Print every one of the entries below word for word, line by line, with no change to any character.

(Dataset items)
◆ ◆ ◆ ◆ ◆
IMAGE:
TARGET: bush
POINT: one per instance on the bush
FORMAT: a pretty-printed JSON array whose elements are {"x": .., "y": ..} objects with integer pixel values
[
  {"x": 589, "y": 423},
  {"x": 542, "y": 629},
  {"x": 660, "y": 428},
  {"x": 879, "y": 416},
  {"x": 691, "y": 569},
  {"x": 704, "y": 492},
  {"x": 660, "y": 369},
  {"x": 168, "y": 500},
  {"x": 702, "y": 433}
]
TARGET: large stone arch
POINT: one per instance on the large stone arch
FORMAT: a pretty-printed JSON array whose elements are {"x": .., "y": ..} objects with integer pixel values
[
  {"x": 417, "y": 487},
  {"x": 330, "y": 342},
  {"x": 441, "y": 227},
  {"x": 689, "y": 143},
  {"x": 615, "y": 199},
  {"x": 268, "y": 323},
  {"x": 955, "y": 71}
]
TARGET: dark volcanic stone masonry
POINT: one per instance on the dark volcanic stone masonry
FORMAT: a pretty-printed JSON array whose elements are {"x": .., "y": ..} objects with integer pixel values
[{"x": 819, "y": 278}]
◆ ◆ ◆ ◆ ◆
[RESULT BELOW]:
IMAGE:
TARGET: bush
POINT: one per instance on the bush
FORMAT: a pretty-printed JSON array whose elements are {"x": .., "y": ..} objects with integer pixel values
[
  {"x": 589, "y": 423},
  {"x": 542, "y": 629},
  {"x": 660, "y": 428},
  {"x": 879, "y": 416},
  {"x": 691, "y": 569},
  {"x": 704, "y": 492},
  {"x": 660, "y": 369},
  {"x": 168, "y": 500},
  {"x": 702, "y": 433}
]
TARGET: large stone arch
POINT: one per instance on the large stone arch
FORMAT: a pretty-printed JSON array whose elements are {"x": .., "y": ..} objects with integer pixel values
[
  {"x": 417, "y": 487},
  {"x": 330, "y": 342},
  {"x": 441, "y": 227},
  {"x": 689, "y": 143},
  {"x": 615, "y": 199},
  {"x": 268, "y": 323},
  {"x": 955, "y": 71}
]
TARGET: dark volcanic stone masonry
POINT: one per instance on the dark volcanic stone masonry
FORMAT: a pretty-printed JSON array whose elements are {"x": .., "y": ..} objects with integer pixel values
[{"x": 819, "y": 278}]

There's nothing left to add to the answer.